━━ Task input

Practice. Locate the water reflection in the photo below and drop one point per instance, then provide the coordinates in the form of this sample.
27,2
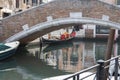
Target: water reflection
35,63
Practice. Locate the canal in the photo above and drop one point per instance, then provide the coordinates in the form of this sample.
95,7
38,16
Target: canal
36,63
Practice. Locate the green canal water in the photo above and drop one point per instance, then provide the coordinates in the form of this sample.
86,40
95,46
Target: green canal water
34,63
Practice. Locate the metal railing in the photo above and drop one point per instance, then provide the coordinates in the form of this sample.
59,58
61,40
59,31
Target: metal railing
105,70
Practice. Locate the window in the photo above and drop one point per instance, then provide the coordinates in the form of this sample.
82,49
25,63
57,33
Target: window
118,2
102,29
17,3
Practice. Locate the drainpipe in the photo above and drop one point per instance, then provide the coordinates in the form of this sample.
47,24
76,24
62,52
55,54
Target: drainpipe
109,49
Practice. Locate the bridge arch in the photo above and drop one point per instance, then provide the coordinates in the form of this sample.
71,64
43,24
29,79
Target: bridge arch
56,9
46,27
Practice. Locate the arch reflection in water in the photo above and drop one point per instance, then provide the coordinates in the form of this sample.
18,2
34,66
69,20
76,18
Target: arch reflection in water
33,63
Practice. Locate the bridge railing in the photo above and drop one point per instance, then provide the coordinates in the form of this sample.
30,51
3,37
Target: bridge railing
105,70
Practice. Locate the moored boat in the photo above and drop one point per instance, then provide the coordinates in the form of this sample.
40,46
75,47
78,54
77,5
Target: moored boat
49,41
8,49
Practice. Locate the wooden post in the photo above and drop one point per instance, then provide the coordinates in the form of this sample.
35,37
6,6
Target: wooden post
110,44
109,49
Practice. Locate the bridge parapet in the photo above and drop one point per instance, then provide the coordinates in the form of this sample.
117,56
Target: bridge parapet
57,9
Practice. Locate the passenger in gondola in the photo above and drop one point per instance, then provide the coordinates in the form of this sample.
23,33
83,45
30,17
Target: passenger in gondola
73,34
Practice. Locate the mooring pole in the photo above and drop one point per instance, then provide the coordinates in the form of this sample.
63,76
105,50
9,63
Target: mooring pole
109,48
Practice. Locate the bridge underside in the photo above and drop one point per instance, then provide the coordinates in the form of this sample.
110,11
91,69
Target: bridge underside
46,27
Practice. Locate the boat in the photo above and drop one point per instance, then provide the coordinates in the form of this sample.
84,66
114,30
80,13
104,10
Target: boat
57,46
50,41
8,49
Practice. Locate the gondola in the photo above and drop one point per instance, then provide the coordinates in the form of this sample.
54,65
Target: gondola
50,41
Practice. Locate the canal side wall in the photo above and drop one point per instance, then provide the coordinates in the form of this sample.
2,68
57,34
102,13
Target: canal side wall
55,9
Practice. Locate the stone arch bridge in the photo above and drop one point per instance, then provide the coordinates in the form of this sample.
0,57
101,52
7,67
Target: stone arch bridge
35,22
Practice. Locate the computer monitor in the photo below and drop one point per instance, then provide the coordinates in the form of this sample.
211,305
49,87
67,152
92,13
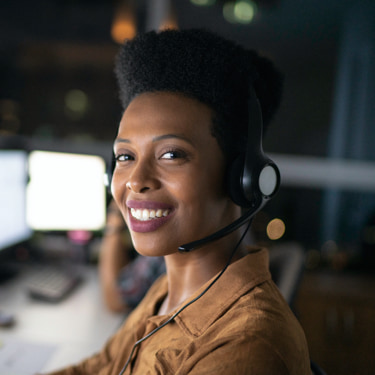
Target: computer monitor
66,192
13,180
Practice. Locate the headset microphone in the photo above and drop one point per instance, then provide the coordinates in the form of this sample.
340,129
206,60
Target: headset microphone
253,179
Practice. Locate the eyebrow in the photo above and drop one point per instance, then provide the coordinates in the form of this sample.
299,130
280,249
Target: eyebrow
158,138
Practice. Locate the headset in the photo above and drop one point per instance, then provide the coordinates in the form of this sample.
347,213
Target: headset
252,179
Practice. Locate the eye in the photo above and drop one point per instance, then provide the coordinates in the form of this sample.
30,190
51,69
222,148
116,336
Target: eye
124,157
174,154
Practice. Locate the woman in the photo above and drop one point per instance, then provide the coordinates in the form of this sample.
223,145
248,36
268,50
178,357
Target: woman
216,311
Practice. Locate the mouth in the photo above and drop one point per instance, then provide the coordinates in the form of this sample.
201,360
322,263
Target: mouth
145,214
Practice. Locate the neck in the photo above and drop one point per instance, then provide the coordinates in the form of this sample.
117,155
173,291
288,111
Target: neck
188,272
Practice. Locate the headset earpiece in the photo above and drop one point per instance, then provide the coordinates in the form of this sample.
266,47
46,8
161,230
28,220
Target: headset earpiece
253,178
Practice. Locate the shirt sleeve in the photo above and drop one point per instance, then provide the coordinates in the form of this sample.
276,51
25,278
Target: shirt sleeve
250,357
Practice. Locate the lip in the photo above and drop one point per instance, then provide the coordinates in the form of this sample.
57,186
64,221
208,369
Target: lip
149,225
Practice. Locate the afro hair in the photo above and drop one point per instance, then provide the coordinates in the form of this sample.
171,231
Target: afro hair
202,65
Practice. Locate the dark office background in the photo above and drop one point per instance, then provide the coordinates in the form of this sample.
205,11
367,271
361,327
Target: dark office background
57,89
57,84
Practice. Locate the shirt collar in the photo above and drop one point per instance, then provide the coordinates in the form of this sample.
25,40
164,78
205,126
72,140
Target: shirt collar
240,277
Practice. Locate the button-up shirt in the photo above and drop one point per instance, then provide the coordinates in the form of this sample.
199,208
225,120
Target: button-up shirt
241,325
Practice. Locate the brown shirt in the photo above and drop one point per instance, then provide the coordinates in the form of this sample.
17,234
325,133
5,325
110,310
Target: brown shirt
242,325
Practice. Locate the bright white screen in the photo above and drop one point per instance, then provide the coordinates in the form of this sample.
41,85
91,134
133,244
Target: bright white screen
13,179
66,191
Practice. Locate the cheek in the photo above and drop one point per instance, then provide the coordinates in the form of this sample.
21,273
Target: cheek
117,188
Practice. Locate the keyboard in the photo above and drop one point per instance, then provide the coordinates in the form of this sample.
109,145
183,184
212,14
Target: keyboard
52,284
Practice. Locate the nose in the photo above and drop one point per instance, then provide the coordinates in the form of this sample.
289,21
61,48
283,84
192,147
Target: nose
143,177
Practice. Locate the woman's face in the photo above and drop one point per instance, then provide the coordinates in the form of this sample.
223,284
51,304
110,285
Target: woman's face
169,175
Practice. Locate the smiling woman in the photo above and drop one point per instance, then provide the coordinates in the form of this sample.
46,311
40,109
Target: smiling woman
186,97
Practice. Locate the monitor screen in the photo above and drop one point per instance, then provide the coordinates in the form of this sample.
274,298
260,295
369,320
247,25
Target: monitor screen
13,180
66,191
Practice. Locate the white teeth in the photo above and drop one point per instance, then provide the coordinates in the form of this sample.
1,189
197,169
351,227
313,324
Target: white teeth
146,214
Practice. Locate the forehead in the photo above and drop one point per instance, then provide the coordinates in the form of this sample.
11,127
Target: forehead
164,111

━━━━

> [Exercise details] A verbatim retyping of the listing, without any pictures, is the expected answer.

> [Result of this task]
Practice. Locate the water reflection in the photo below and drop one point per instance, then provide the coordinates in the form of this sample.
27,2
Target: water reflection
35,63
Practice. Locate the canal in the photo above and drop one point per instance, then provide the coordinates in the form of this sample.
95,7
38,16
Target: canal
36,63
Practice. Locate the green canal water in the photo above and drop one point per instance, then provide the coordinates in the form of this sample.
86,40
95,46
Target: green canal water
34,63
Practice. Locate the metal railing in the photo above and drop one point per instance, then provide the coordinates in the form of this sample.
59,58
61,40
59,31
Target: metal railing
105,70
Practice. Locate the window in the photo above and drop one point per instance, then provide the coordinates in the form of this sample.
82,49
25,63
57,33
Target: window
118,2
102,29
17,3
Practice. Locate the drainpipe in the photo above and drop one point per instance, then provide the coordinates in the form of this sample.
47,24
76,24
62,52
55,54
Target: drainpipe
109,49
Practice. Locate the bridge arch in the photo above and drop one point per instance, then provide the coordinates in the form of this sample.
71,64
43,24
29,79
Target: bridge arch
56,9
46,27
Practice. Locate the arch reflection in water in the photo above and drop one point per instance, then provide the coordinates in the form of this sample.
18,2
34,66
69,20
76,18
Target: arch reflection in water
33,63
Practice. Locate the bridge railing in the photo above and drop one point per instance, then provide the coordinates in the form of this sample.
30,51
3,37
Target: bridge railing
105,70
Practice. Locate the moored boat in the photo above and drop one point per instance, then provide the coordinates in the form of this sample.
40,46
75,47
78,54
77,5
Target: moored boat
49,41
8,49
Practice. Locate the wooden post in the photo above and drop one point per instance, then provide the coordinates in the form of this sample.
35,37
6,6
Target: wooden post
110,44
109,49
Practice. Locate the bridge parapet in the photo above and drop one point per instance, then provide the coordinates in the form of this sample.
117,56
Target: bridge parapet
57,9
Practice. Locate the passenger in gondola in the photo above and drop one point per instance, then provide the coordinates in the form of this sample.
23,33
83,45
30,17
Target: passenger in gondola
73,34
Practice. Locate the mooring pole in the photo above and drop one point per instance, then provide the coordinates in the form of this sample.
63,76
105,50
9,63
Target: mooring pole
109,48
Practice. Locate the bridge underside in the photo above and drop one point per instance, then provide the coordinates in the form of this sample.
110,11
91,69
Target: bridge underside
46,27
Practice. Locate the boat in the photo above and drop one point per instance, then provide the coordinates in the form of this sample.
84,66
114,30
80,13
104,10
Target: boat
57,46
50,41
8,49
Practice. Locate the gondola in the photo above and drop one point per instance, then provide the coordinates in the form of this sample.
54,65
Target: gondola
50,41
Practice. Locate the canal side wall in the photo above and drop one point per instance, then provide the coordinates in the form of this sample.
2,68
57,34
102,13
Target: canal side wall
55,9
Practice. Locate the stone arch bridge in the photo above and drop one point per instance, then provide the coordinates in the form of this sample.
0,57
101,52
7,67
Target: stone arch bridge
35,22
Practice. Locate the computer monitor in the photo below and drop one point per instance, then provide the coordinates in the form of this sample.
211,305
49,87
67,152
92,13
Target: computer monitor
66,192
13,180
Practice. Locate the headset microphone in the photo above and drop one point per instance, then provide the coordinates in the form of this sample.
340,129
206,60
Target: headset microphone
253,179
Practice. Locate the eyebrow in the photo above and drop one point per instance, then provide the coordinates in the form of this sample.
299,130
280,249
Target: eyebrow
158,138
Practice. Locate the headset in the photo above and drop one point per instance, then provide the coordinates in the form of this sample.
347,213
Target: headset
252,179
Practice. Locate the eye in the photo above and drop one point per instance, then provide the coordinates in the form of this sample.
30,190
51,69
222,148
116,336
Target: eye
124,157
174,154
Practice. Locate the woman in the photo above and drop one point per instance, then provide the coordinates in the form of this sample.
223,145
248,36
268,50
178,357
Target: woman
216,311
Practice. Locate the mouth in the photo above and drop one point per instance, then provide the coordinates in the form of this sample.
201,360
322,263
Target: mouth
145,214
Practice. Locate the neck in the photo above and drop one point per instance, then provide the coordinates in the form of this sample.
117,155
173,291
288,111
Target: neck
188,272
Practice. Locate the headset earpiece in the photo above and drop one point per instance, then provide the coordinates in the form of this sample.
266,47
46,8
161,230
28,220
Target: headset earpiece
253,178
Practice. Locate the shirt sleeve in the photo above and drop one point per instance, then provide the coordinates in the form of this sample.
276,51
25,278
Target: shirt sleeve
250,357
Practice. Locate the lip in the photo above and drop one point per instance, then provide the coordinates in the form of this sample.
57,186
64,221
208,369
Target: lip
149,225
Practice. Locate the afro hair in the photo above and drop one point per instance, then provide the coordinates in the form of this sample.
171,231
Target: afro hair
202,65
Practice. Locate the dark office background in the photo above and drop one point per instance, then provide the coordinates in the form of this sample.
205,11
367,271
361,327
Target: dark office background
57,89
57,84
Practice. Locate the shirt collar in the photo above and drop one point per instance, then provide the coordinates in the form of this sample.
25,40
164,78
205,126
72,140
Target: shirt collar
240,277
Practice. Locate the button-up shirt in the photo above and drop one point per instance, then provide the coordinates in the form of this sample.
199,208
225,120
Target: button-up shirt
241,325
Practice. Locate the brown shirt in the photo above and drop one point per instance, then provide the coordinates in the form of this sample.
17,234
325,133
5,325
110,310
Target: brown shirt
242,325
Practice. Locate the bright white screen in the photo above and drop one point per instance, then provide the coordinates in the form of this sample.
41,85
91,134
133,244
Target: bright white screen
13,179
66,191
Practice. Locate the cheek in the photo above and drop one point per instance, then provide the coordinates in the form of this sample.
21,273
Target: cheek
117,188
Practice. Locate the keyboard in the photo above and drop one point per instance, then provide the coordinates in the form of this sample.
109,145
183,184
212,14
Target: keyboard
52,284
Practice. Locate the nose in the photo above and drop one point per instance, then provide the coordinates in the form of this sample.
289,21
61,48
283,84
192,147
Target: nose
143,177
Practice. Locate the woman's face in the photo above and drop one point per instance, then provide the coordinates in the form of this sample.
223,284
51,304
110,285
Target: woman's face
169,175
Practice. Locate the smiling woman in the photo above and drop one point per instance, then provide the coordinates in the form of this sample.
46,311
40,109
Target: smiling woman
186,97
Practice. Locate the monitor screen in the photo above and drop one point per instance, then provide the coordinates in the form of this sample.
274,298
260,295
369,320
247,25
Target: monitor screen
13,180
66,191
Practice. Locate the white teeth in the photo above and drop one point per instance, then provide the coordinates in the form of this sample.
1,189
197,169
351,227
313,324
Target: white teeth
146,214
Practice. Locate the forehead in the photo above and drop one point per instance, then provide the coordinates in the form of this sample.
11,127
Target: forehead
164,111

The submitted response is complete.